He was proud that he was an American, proud of his State, proud of his birthplace, proud of his office. To his mind the most exalted position on earth was the position of a Senator of the United States. And if he thought that to be a Massachusetts Senator was a prouder title still, who shall blame him? From the beginning he had Massachusetts behind him; when he spoke from his seat, it was the voice, not of a man, but of a commonwealth.

It seemed sometimes as if he thought everything that had been accomplished for freedom was accomplished in the Senate; that even the war was but a tumult which had disturbed the debates, somewhat. He kept his senatorial robe unstained. He seemed never to lay it aside. There was no place in his life for jesting or trifling. He had no sense of humor. The pledge which he took upon his lips when he entered upon his great office he kept religiously to the end. "To vindicate freedom and oppose slavery is the object near my heart. Others may become indifferent to these principles, bartering them for political success, vain and short-lived, or forgetting the visions of youth in the dreams of age. Whenever I forget them, whenever I become indifferent to them, whenever I cease to be constant in maintaining them through good report and evil report, then may my tongue cleave to the roof of my mouth, may my right hand forget its cunning."

His political creed, his political Bible, his Ten Commandments, his Golden Rule, were the Declaration of Independence and the Constitution of the United States penetrated, illuminated, interpreted by the Declaration of Independence. There was not a syllable in that august document to be omitted or qualified. It was to him a permanent, perfect, universal law of national life.

On many of the great questions with which the American people had to deal for the last thirty years of his life,—from 1844 to 1874—he was the leader and guide. His speeches on these subjects, contained in these volumes, were the speeches which attracted widest public attention at the time. They contained the arguments which convinced the public mind. They are probably, in most cases, the only ones remembered now. Toward the close of his life he gave much study to the questions of finance and currency. If his life had been spared he doubtless would have been foremost in conducting the country in the path of financial safety and integrity. The titles of the following speeches, to which many others might be added, suggest the principal subjects with which he dealt.

_ _ _ _ _

• **Stated exercise 1**
Repeat the tribute to the senator word for word, starting with "His political creed, his" and going on through "of national life.".
• **Stated exercise 2**
Using the tribute to the senator, decide whether each statement agrees with it, answering yes or no and quoting the words that settle it: (a) He had a keen sense of humor. (b) He considered parts of the Declaration of Independence open to omission or qualification. (c) Near the end of his life he studied questions of finance and currency.
• **Stated exercise 3**
What years does the tribute to the senator give for the last thirty years of his life?

_ _ _ _ _

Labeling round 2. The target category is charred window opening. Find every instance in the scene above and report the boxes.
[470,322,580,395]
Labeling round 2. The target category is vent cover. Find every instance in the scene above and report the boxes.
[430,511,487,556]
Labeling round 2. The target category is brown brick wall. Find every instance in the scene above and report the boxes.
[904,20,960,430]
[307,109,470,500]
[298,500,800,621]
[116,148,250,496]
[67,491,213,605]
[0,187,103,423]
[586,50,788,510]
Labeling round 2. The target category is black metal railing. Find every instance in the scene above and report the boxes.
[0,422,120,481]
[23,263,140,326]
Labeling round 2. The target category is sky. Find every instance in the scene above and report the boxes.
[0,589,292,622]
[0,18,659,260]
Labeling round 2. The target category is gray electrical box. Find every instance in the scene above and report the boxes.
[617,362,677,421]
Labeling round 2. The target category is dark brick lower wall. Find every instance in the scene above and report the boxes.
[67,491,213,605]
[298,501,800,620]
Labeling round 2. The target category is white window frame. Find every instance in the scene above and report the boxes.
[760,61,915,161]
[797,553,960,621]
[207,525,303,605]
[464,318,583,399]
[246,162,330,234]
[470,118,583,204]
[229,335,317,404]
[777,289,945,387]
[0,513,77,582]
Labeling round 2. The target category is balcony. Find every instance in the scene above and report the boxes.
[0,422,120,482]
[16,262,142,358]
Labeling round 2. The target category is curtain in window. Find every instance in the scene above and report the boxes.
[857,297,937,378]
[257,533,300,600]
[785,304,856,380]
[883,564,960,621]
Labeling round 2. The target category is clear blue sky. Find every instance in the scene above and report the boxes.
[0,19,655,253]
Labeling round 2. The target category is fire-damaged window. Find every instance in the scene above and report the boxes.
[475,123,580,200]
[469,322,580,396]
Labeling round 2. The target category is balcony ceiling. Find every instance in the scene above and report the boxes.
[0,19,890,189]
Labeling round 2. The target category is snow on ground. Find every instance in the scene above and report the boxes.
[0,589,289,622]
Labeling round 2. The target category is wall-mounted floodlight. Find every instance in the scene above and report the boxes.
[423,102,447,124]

_ _ _ _ _

• **Complete output 1**
His political creed, his political Bible, his Ten Commandments, his Golden Rule, were the Declaration of Independence and the Constitution of the United States penetrated, illuminated, interpreted by the Declaration of Independence. There was not a syllable in that august document to be omitted or qualified. It was to him a permanent, perfect, universal law of national life.

• **Complete output 2**
(a) No: "He had no sense of humor."
(b) No: "There was not a syllable in that august document to be omitted or qualified."
(c) Yes: "Toward the close of his life he gave much study to the questions of finance and currency."

• **Complete output 3**
From 1844 to 1874.